As a new state created just months before the outbreak of the Civil War, Kansas had established a reputation as a dangerous and violent territory. When Congress opened Kansas to settlement in 1854 with the Kansas-Nebraska Act, the floodgates were opened for antislavery and proslavery settlers across the nation. Thousands flooded into Kansas to stake their claims. By 1856, the tension in Kansas erupted, and Bleeding Kansas
emerged. The violence did not abate as the war drew closer, nor did it cease when the war began. Despite the Civil War, life continued, and those in Kansas tried to maintain their livelihoods. Most farmed for a living. In March 1862, to further the interests of the state, a small number of farmers formed the Kansas State Agricultural Society. Undaunted by the ravages of war, the society resolved to hold a fair to promote the state. In 1863, from October 4 through 17, the town of Leavenworth, in northeast Kansas, hosted the first Kansas State Fair.
Not surprisingly, holding a state fair during wartime proved difficult. The Kansas State Agricultural Society cancelled plans for the fair in 1864 and 1865, but resumed the fair in 1866. From 1866 through 1874, the annual fair moved among several locations: Lawrence, Leavenworth, Fort Scott, and Topeka. By 1875, the Kansas Board of Agriculture, which had assumed control of the fair beginning at the board’s inception in 1872, deemed it inexpedient to hold a state fair. Thus, from 1875 until 1913, Kansas had no official state fair. That did not preclude private fair organizers from claiming to be the official state fair during this era. Topeka organizers adopted the title Kansas State Fair
for their advertising in the late 1800s, as did Wichita promoters. By the early 20th century, fair organizers in the smaller town of Hutchinson had also begun using the moniker Kansas State Fair.

> _Directions for this task_
Copy out the Kansas State Fair history word for word. The lines after this point are separate material and have no connection to the Kansas State Fair history.

> _Supplied records_
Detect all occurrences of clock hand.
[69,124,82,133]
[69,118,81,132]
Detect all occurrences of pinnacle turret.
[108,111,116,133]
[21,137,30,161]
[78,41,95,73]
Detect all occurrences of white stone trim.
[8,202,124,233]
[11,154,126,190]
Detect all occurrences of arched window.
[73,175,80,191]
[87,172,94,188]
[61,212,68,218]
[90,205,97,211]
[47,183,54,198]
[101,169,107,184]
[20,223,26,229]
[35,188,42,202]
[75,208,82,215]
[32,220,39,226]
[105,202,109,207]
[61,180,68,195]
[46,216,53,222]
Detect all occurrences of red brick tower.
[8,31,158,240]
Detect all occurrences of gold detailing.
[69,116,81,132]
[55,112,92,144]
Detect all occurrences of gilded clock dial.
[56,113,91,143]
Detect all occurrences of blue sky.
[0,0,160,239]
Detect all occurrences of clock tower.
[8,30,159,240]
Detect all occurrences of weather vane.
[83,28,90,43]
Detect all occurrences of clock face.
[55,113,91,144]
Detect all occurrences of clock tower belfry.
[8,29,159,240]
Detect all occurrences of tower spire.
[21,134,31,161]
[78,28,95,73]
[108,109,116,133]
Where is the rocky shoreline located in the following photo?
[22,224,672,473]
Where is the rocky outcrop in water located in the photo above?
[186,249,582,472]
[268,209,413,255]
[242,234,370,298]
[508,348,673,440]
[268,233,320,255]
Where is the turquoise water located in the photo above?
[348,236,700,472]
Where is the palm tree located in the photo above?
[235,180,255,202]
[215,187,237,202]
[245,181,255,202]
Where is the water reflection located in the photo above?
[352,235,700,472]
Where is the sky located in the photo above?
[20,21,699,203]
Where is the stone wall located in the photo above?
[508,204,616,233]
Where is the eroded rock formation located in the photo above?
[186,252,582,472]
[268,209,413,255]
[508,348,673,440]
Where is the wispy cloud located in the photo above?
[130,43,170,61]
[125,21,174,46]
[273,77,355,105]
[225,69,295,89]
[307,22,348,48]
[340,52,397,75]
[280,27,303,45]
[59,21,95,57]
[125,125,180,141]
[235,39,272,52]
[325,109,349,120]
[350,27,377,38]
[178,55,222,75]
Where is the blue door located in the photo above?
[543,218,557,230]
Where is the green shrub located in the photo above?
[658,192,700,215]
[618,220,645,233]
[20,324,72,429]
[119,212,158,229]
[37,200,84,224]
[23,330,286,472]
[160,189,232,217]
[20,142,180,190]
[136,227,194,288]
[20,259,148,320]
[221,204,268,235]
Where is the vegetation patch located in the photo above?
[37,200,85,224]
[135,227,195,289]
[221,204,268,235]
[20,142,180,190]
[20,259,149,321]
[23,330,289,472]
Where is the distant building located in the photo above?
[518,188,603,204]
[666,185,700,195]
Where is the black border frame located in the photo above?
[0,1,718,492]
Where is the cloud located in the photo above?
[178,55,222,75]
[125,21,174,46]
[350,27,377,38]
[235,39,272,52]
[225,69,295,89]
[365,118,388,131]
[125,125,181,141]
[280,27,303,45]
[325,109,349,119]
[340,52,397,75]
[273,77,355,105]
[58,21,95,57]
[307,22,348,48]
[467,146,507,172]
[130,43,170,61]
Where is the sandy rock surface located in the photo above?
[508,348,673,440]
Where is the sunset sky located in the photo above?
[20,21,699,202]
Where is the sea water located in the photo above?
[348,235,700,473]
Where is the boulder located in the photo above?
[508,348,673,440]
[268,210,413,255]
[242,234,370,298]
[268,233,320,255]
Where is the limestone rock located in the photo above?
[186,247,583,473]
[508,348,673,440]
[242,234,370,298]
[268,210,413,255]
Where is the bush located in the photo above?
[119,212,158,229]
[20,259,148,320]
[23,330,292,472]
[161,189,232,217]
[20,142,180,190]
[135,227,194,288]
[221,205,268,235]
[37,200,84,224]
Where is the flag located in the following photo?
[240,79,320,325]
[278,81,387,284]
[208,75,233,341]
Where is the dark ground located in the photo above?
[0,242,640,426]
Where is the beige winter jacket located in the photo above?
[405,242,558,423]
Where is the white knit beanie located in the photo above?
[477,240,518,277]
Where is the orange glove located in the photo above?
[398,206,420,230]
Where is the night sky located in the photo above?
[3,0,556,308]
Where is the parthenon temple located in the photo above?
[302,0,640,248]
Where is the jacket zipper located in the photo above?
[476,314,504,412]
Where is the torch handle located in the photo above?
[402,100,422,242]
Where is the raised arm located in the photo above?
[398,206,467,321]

> _Output of the exercise_
As a new state created just months before the outbreak of the Civil War, Kansas had established a reputation as a dangerous and violent territory. When Congress opened Kansas to settlement in 1854 with the Kansas-Nebraska Act, the floodgates were opened for antislavery and proslavery settlers across the nation. Thousands flooded into Kansas to stake their claims. By 1856, the tension in Kansas erupted, and Bleeding Kansas
emerged. The violence did not abate as the war drew closer, nor did it cease when the war began. Despite the Civil War, life continued, and those in Kansas tried to maintain their livelihoods. Most farmed for a living. In March 1862, to further the interests of the state, a small number of farmers formed the Kansas State Agricultural Society. Undaunted by the ravages of war, the society resolved to hold a fair to promote the state. In 1863, from October 4 through 17, the town of Leavenworth, in northeast Kansas, hosted the first Kansas State Fair.
Not surprisingly, holding a state fair during wartime proved difficult. The Kansas State Agricultural Society cancelled plans for the fair in 1864 and 1865, but resumed the fair in 1866. From 1866 through 1874, the annual fair moved among several locations: Lawrence, Leavenworth, Fort Scott, and Topeka. By 1875, the Kansas Board of Agriculture, which had assumed control of the fair beginning at the board’s inception in 1872, deemed it inexpedient to hold a state fair. Thus, from 1875 until 1913, Kansas had no official state fair. That did not preclude private fair organizers from claiming to be the official state fair during this era. Topeka organizers adopted the title Kansas State Fair
for their advertising in the late 1800s, as did Wichita promoters. By the early 20th century, fair organizers in the smaller town of Hutchinson had also begun using the moniker Kansas State Fair.